Restate all the lines below word for word, but omit the pictures.
########
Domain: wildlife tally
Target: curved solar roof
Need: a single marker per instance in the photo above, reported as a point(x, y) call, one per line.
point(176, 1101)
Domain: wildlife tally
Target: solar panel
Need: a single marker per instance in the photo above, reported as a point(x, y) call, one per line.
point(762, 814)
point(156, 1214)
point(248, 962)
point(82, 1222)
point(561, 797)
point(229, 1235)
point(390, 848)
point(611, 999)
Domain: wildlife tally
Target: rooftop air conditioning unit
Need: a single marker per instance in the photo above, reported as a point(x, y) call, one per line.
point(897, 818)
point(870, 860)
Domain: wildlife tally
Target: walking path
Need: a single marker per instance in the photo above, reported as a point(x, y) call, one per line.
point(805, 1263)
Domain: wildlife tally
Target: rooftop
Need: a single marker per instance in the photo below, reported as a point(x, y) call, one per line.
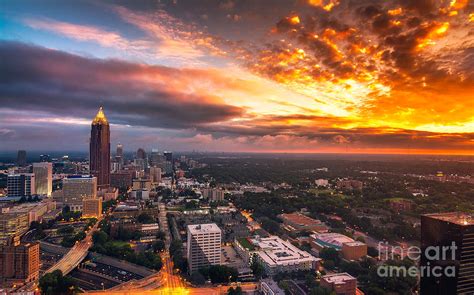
point(274, 251)
point(458, 218)
point(334, 240)
point(355, 243)
point(100, 117)
point(338, 278)
point(300, 219)
point(203, 228)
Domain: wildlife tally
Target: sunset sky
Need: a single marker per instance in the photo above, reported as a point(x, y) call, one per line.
point(356, 76)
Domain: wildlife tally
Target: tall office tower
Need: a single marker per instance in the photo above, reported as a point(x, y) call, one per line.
point(43, 178)
point(19, 263)
point(439, 233)
point(156, 158)
point(155, 174)
point(141, 154)
point(21, 158)
point(119, 154)
point(100, 149)
point(76, 188)
point(119, 151)
point(45, 158)
point(168, 156)
point(21, 185)
point(203, 246)
point(92, 207)
point(12, 224)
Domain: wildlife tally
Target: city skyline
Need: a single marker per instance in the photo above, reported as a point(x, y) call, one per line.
point(233, 76)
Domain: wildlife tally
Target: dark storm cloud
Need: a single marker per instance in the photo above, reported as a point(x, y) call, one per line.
point(34, 78)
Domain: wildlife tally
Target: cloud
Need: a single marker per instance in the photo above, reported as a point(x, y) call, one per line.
point(57, 82)
point(381, 63)
point(52, 95)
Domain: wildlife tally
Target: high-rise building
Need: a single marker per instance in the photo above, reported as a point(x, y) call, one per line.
point(203, 246)
point(213, 194)
point(21, 185)
point(100, 149)
point(141, 154)
point(451, 235)
point(19, 263)
point(156, 158)
point(21, 158)
point(45, 158)
point(119, 154)
point(119, 151)
point(76, 188)
point(155, 174)
point(12, 224)
point(43, 178)
point(122, 179)
point(92, 207)
point(168, 156)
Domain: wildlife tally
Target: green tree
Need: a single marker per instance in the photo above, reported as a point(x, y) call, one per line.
point(100, 237)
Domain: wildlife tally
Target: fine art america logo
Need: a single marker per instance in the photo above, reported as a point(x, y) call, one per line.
point(430, 254)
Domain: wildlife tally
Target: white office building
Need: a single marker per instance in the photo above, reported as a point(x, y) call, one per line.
point(21, 185)
point(277, 255)
point(203, 246)
point(76, 188)
point(43, 178)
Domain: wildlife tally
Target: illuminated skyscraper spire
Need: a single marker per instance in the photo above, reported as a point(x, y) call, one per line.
point(100, 118)
point(100, 149)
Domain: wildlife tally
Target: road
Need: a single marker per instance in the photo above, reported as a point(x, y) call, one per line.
point(77, 253)
point(163, 221)
point(166, 282)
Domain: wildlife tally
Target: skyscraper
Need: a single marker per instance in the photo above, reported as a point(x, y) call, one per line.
point(141, 154)
point(76, 188)
point(19, 262)
point(203, 246)
point(21, 185)
point(43, 178)
point(100, 149)
point(21, 158)
point(119, 154)
point(451, 235)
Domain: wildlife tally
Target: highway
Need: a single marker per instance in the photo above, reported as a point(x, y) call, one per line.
point(76, 254)
point(166, 282)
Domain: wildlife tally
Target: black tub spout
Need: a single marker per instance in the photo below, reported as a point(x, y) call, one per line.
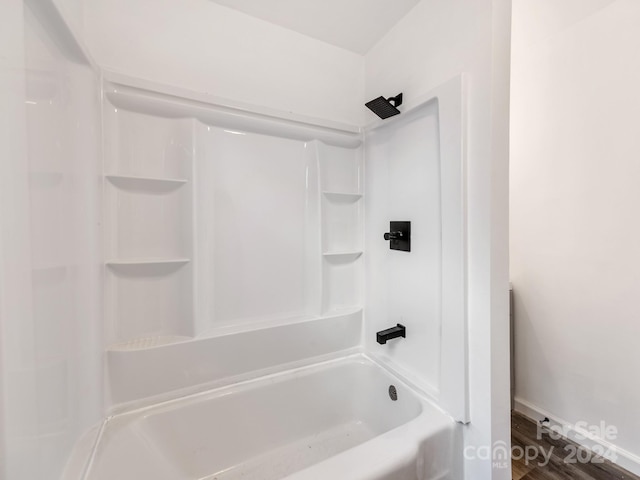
point(389, 333)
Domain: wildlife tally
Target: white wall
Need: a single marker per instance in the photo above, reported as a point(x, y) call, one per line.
point(574, 211)
point(202, 46)
point(433, 43)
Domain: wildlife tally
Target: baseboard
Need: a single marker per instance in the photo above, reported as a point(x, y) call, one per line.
point(624, 459)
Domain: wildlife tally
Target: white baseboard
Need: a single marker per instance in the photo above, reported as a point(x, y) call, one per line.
point(623, 458)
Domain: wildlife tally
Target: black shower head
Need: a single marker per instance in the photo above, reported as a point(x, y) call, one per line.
point(385, 107)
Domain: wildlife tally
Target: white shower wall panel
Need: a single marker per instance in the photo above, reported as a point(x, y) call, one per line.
point(259, 209)
point(50, 273)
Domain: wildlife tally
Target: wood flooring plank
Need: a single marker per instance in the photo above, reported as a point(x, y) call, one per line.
point(525, 436)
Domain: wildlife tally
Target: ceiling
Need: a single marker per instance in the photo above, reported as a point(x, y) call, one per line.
point(355, 25)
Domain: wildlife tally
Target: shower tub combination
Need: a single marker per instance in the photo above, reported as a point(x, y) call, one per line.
point(198, 386)
point(341, 419)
########
**Your response:**
Domain: wildlife tally
Target: curved solar roof
Need: a single marker per instance in the photo above, reported as a point(x, y) call, one per line.
point(176, 1101)
Domain: wildlife tally
Target: solar panel
Need: a single marker per instance in the photo above, reported as a point(x, y) call, one per line.
point(762, 814)
point(156, 1214)
point(248, 962)
point(82, 1222)
point(561, 797)
point(229, 1235)
point(390, 848)
point(611, 999)
Domain: wildlife tally
Target: rooftop air conditioning unit
Need: a single marker per instance in the photo above, reported as a point(x, y) call, one per line.
point(897, 818)
point(870, 860)
Domain: wildlife tally
Target: walking path
Need: a single marker per instance in the photo above, reported as a point(x, y) call, one per line.
point(805, 1263)
Domain: wildlife tally
Target: rooftop
Need: a single marker per instance in the photo below, reported as a point(x, y) call, one per line.
point(274, 251)
point(458, 218)
point(334, 240)
point(355, 243)
point(100, 117)
point(338, 278)
point(300, 219)
point(203, 228)
Domain: wildlife tally
Target: sunset sky
Need: a single marker per instance in the photo above, reported as a point(x, y) call, one per line.
point(356, 76)
Domain: wildlife tally
Target: tall office tower
Need: a single marker per instance in the photo above, reported as a point(x, y) call, one per line.
point(43, 178)
point(19, 263)
point(439, 233)
point(156, 158)
point(155, 174)
point(141, 154)
point(21, 158)
point(119, 154)
point(100, 149)
point(76, 188)
point(119, 151)
point(45, 158)
point(168, 156)
point(21, 185)
point(203, 246)
point(92, 207)
point(12, 224)
Domain: wildlife tally
Target: city skyline
Need: a single marker per instance in the photo above, reported as a point(x, y) call, one per line.
point(233, 76)
Domain: wildlife tally
Target: dark storm cloud
Need: a single marker per instance in the photo above, reported as a point(x, y) call, one per line.
point(34, 78)
Domain: wildlife tally
Target: cloud
Need: a single marker per instance in the photo above, reported as a point(x, y) call, one per line.
point(57, 82)
point(381, 63)
point(52, 95)
Domain: wildlife tally
Target: high-rise building
Need: a single marker per instance in the photo above, reported as a point(x, y) call, one per line.
point(203, 246)
point(213, 194)
point(21, 185)
point(100, 149)
point(141, 154)
point(451, 235)
point(19, 263)
point(156, 158)
point(21, 158)
point(45, 158)
point(119, 154)
point(119, 151)
point(76, 188)
point(155, 174)
point(12, 224)
point(43, 178)
point(122, 179)
point(92, 207)
point(168, 156)
Domain: wildlife tally
Target: green tree
Need: a single marker per instance in the photo above, reported as a point(x, y) call, one per line.
point(100, 237)
Domain: wildlife tally
Target: fine art america logo
Need: a single marker per instance in the photo above, reported as a point(x, y) call, one per line.
point(430, 254)
Domain: wildlife tally
Target: white office building
Need: a single marker per instance in the photo above, reported as a point(x, y) call, one per line.
point(21, 185)
point(277, 255)
point(203, 246)
point(76, 188)
point(43, 178)
Domain: wildlife tally
Target: illuminated skyscraper spire
Need: a single marker per instance in the photo above, reported as a point(x, y) call, one per line.
point(100, 118)
point(100, 149)
Domain: wildlife tally
Target: road
Need: a single marker per instance in the photo above, reported as a point(x, y) call, one per line.
point(77, 253)
point(163, 221)
point(166, 282)
Domain: wildlife tally
Target: skyscraper
Need: a single marker per instance in the photo above, reported as a point(x, y) call, one per line.
point(141, 154)
point(76, 188)
point(19, 262)
point(203, 246)
point(21, 185)
point(43, 178)
point(100, 149)
point(21, 158)
point(119, 154)
point(451, 235)
Domain: wildlife tally
Target: highway
Need: a single marker per instance in the photo above, reported as a point(x, y) call, one per line.
point(76, 254)
point(166, 282)
Domain: wildlife tally
Target: black tub spout
Need: a single marker per instance in the photo below, reported as a point(x, y) call, one per line.
point(389, 333)
Domain: wildlife tally
Target: white wall
Need: a single marker per instance in the photo above, reported as a point(x, y) call, one per line.
point(574, 211)
point(202, 46)
point(433, 43)
Domain: wildlife tally
Target: baseboard
Need: a single marker per instance in the photo above, reported as a point(x, y) call, one per line.
point(624, 459)
Domain: wildlife tally
Target: white baseboard
Need: a single marker per instance in the photo above, reported as a point(x, y) call, one per line.
point(623, 458)
Domain: wildlife tally
Target: black shower head
Need: a single marker per instance in the photo above, reported as a point(x, y) call, one per line.
point(385, 107)
Domain: wildlife tally
Target: white shower wall panel
Need: a single marker per instance in the photo above, reported as a point(x, y) call, one per line.
point(259, 209)
point(50, 273)
Domain: wildlife tally
Target: wood flooring plank
Need: a single marker per instance in the photo above, reported as a point(x, y) call, one per line.
point(525, 436)
Domain: wildlife tally
Target: ceiling
Need: a single marker per instance in the photo above, reported as a point(x, y) call, one per line.
point(355, 25)
Domain: wildlife tally
Target: shower tub combination
Need: a single marker per instance in the photo above, reported as a point(x, y) call, one per line.
point(198, 386)
point(341, 419)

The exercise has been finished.